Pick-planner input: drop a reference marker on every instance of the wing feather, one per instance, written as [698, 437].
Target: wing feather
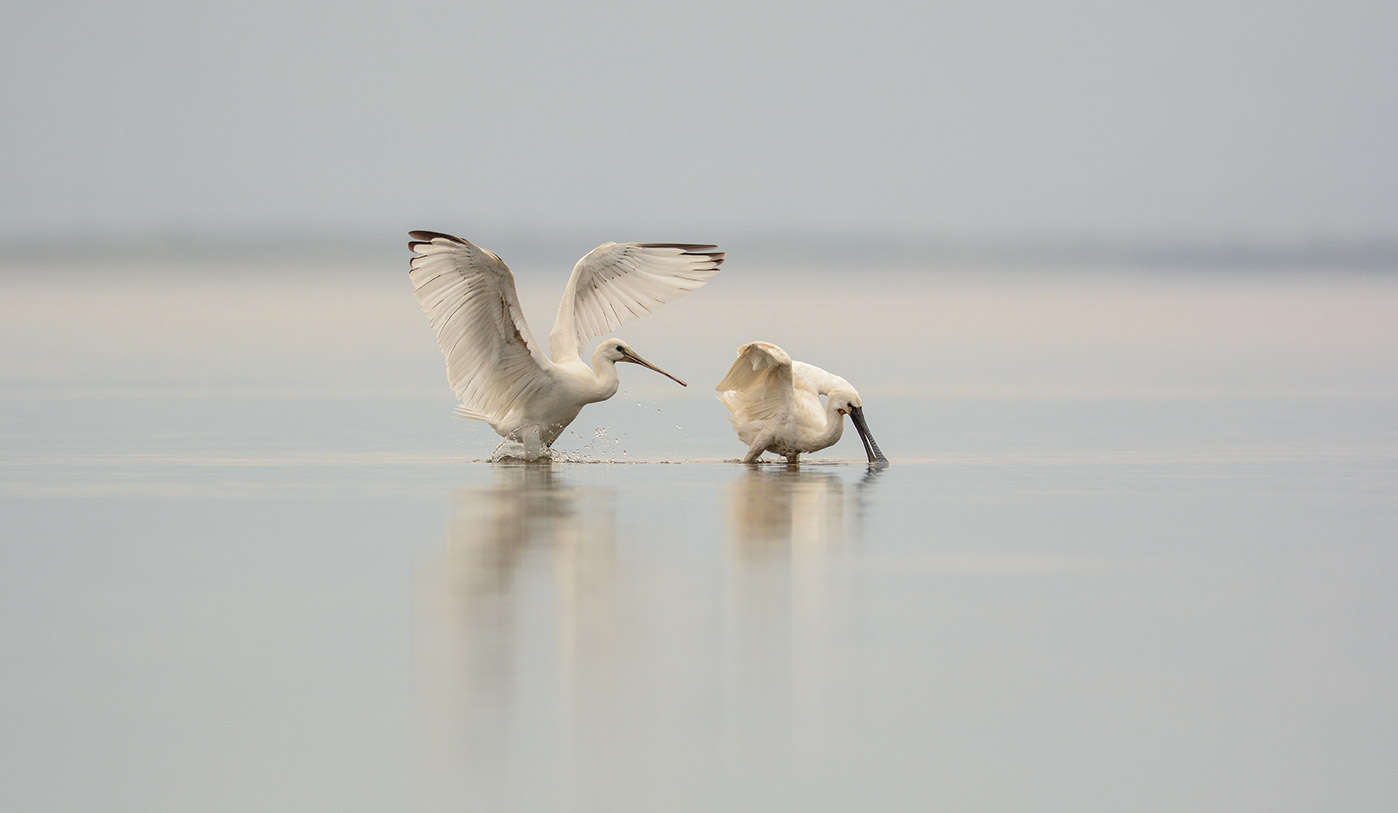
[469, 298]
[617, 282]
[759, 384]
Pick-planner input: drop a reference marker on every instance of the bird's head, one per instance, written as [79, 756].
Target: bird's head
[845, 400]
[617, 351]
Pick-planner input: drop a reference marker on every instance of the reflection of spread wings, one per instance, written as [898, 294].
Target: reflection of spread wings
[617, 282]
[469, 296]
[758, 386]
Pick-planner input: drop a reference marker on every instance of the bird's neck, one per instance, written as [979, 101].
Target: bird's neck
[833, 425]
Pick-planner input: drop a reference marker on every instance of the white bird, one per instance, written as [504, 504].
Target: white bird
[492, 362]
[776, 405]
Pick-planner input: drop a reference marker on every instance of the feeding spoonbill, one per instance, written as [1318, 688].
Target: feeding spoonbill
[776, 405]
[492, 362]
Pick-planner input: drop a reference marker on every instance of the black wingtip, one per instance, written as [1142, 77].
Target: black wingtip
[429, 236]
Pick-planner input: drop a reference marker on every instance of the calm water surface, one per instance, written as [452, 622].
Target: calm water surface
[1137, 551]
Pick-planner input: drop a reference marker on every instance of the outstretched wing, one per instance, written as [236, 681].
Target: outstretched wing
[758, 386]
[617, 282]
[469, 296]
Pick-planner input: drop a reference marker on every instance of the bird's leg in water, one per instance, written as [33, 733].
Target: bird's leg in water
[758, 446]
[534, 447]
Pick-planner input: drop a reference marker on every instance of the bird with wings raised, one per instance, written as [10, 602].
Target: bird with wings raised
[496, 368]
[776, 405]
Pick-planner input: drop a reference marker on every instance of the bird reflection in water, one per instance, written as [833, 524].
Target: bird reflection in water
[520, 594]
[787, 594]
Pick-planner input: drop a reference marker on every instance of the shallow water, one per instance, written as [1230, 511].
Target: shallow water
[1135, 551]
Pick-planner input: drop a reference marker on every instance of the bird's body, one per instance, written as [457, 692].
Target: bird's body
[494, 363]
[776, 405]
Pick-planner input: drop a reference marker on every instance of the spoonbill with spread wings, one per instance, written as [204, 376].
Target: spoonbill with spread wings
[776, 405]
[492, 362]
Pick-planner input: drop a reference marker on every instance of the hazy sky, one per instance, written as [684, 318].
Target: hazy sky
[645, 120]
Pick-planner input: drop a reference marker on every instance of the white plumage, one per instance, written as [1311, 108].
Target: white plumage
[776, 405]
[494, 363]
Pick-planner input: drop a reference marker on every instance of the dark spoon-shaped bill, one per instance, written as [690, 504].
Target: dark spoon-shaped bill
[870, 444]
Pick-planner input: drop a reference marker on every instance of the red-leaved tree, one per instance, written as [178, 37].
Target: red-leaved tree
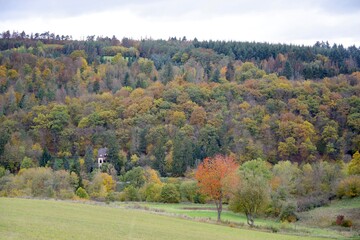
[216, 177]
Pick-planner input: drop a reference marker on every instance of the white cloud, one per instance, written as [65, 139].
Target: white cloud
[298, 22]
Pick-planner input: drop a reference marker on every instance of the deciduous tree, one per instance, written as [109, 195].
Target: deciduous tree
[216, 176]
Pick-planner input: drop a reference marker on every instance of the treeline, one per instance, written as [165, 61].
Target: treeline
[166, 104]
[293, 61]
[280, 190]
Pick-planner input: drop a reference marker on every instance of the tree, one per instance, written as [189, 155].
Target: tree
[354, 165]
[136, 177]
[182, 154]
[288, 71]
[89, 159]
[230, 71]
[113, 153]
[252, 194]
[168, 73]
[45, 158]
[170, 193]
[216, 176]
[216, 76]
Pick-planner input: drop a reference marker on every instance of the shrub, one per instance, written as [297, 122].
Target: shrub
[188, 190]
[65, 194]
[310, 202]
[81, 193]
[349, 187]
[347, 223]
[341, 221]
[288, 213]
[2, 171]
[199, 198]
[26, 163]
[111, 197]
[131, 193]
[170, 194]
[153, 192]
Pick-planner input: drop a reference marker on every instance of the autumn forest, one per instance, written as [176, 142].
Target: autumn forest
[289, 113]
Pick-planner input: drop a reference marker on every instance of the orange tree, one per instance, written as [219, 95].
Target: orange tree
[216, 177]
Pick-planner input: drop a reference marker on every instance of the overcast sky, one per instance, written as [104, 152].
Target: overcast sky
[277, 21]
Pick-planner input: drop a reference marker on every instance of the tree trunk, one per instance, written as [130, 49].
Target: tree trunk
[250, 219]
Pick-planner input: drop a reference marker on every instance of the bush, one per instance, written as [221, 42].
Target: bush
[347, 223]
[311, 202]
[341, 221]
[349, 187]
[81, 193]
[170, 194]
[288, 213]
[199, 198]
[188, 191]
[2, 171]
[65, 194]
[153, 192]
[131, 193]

○ ○ ○ ○ ○ ○ ○

- [What the task requires]:
Quote all the records verbatim, dropping any pictures from your copy.

- [Solution to this exercise]:
Pick-planner input: drop a reference marker on every instance of the wing feather, one per instance, written as [698, 437].
Target: wing feather
[469, 298]
[617, 282]
[759, 384]
Pick-planner input: drop a reference marker on every instance of the bird's head, one per instance, written as [79, 756].
Target: bird's head
[845, 400]
[617, 351]
Pick-planner input: drop a reference marker on every instance of the reflection of spread wings, one per instance, written as [898, 294].
Target: reflection of spread wings
[617, 282]
[469, 296]
[758, 386]
Pick-planner input: drop a reference marker on every instance of the bird's neck, one per instance, written as [979, 101].
Target: bird's neck
[833, 425]
Pick-planner input: drop a reference marker on every instance of the white bird, one per instance, written as [504, 504].
Target: white bird
[492, 362]
[776, 405]
Pick-planner input: drop a reference marker on every instance of the feeding spoonbill, one per instance, written as [1318, 688].
Target: feeding spoonbill
[776, 405]
[492, 362]
Pick-planner input: drop a reference marker on every instance of the black wingtip, one per instance, written as [1142, 77].
Target: black wingtip
[429, 236]
Pick-planner input: drop a reference marker on every instance of the calm water surface, one per instance, written as [452, 622].
Target: calm water surface
[1137, 551]
Pick-planner input: drop a reference marker on every instance of the outstretched wing, one per instance, written as [236, 681].
Target: outstretched wing
[758, 386]
[617, 282]
[469, 296]
Pick-planner input: drop a reference marker on every instance of the bird's leg in water, one per instance, written as [33, 733].
Target: bird's leg in water
[758, 446]
[534, 447]
Pick-planner input: drop a reference marker on every instance of the bird with wings raised, one per instance, written as [10, 602].
Target: bird with wings raised
[496, 368]
[776, 405]
Pick-planner input: drop a reference marker on every instance of the bird reflection in water, one per instance, written as [833, 524].
Target: bird reflection in water
[520, 594]
[787, 594]
Pick-planner input: drop a reference marker on every instance of the shallow water, one per instance, written as [1230, 511].
Target: shallow water
[1135, 551]
Pick-planner input: drop a reference marker on every instance of the bird's body, one per instance, written as [457, 692].
Target: bird's body
[494, 363]
[776, 405]
Pick-planner input: drop a reference marker on every instance of the spoonbill with spread wings, one per instance, written as [204, 376].
Target: spoonbill with spread wings
[776, 405]
[492, 362]
Pick-planner input: drop a reference marker on every instance of the hazy sky, one per instance, written as [684, 318].
Target: hazy sky
[645, 120]
Pick-planner input: drop a reference marker on every instance of the white plumage, one per instance, written as [1311, 108].
Target: white plumage
[776, 405]
[494, 363]
Pick-planner input: drop a reference marker on every instance of the dark spoon-shaped bill, one per instance, written as [690, 504].
Target: dark spoon-shaped bill
[870, 444]
Pick-planner input: drop a reference marker on every instance of the red-leaved tree, one per instance, written as [178, 37].
Target: red-leaved tree
[216, 177]
Pick-planner input: drop a reference marker on every instance of the white cloud, one per instance, written as [65, 139].
Target: white cloud
[298, 22]
Pick-planner input: drop a reference marker on every instance of the deciduous tree, one per instance, written as [109, 195].
Target: deciduous tree
[216, 176]
Pick-planner input: drop a reference marker on every instance of the treeline, one per instance, written as [165, 61].
Target: treeline
[166, 104]
[293, 61]
[280, 190]
Pick-planner input: drop a reference marker on every instance of the tree, one per instance, written as [189, 155].
Target: tree
[354, 165]
[136, 177]
[182, 154]
[288, 71]
[89, 159]
[230, 71]
[113, 153]
[252, 194]
[168, 73]
[45, 158]
[170, 193]
[216, 176]
[216, 76]
Pick-planner input: drop a reference marker on every instance of the shrub, one per instance, written as [297, 122].
Target: shrub
[188, 190]
[65, 194]
[310, 202]
[81, 193]
[349, 187]
[347, 223]
[341, 221]
[288, 213]
[2, 171]
[199, 198]
[26, 163]
[111, 197]
[131, 193]
[170, 194]
[153, 192]
Pick-planner input: drop a reference marker on every instance of the autumn forest, one per instance, written as [176, 142].
Target: autumn forest
[289, 113]
Pick-planner input: drop a reference marker on every instance of the orange tree, one per instance, written as [219, 95].
Target: orange tree
[216, 177]
Pick-planner input: drop a reference marker on every instance of the overcast sky, one per instance, written as [104, 152].
Target: overcast sky
[277, 21]
Pick-planner input: drop a reference marker on every instance of the tree trunk, one per instance, written as [130, 49].
Target: tree trunk
[250, 219]
Pick-planner input: drop a reference marker on every instance of the bush, one per instance, written as [221, 42].
Target: bush
[347, 223]
[311, 202]
[341, 221]
[349, 187]
[81, 193]
[170, 194]
[288, 213]
[199, 198]
[188, 191]
[2, 171]
[65, 194]
[153, 192]
[131, 193]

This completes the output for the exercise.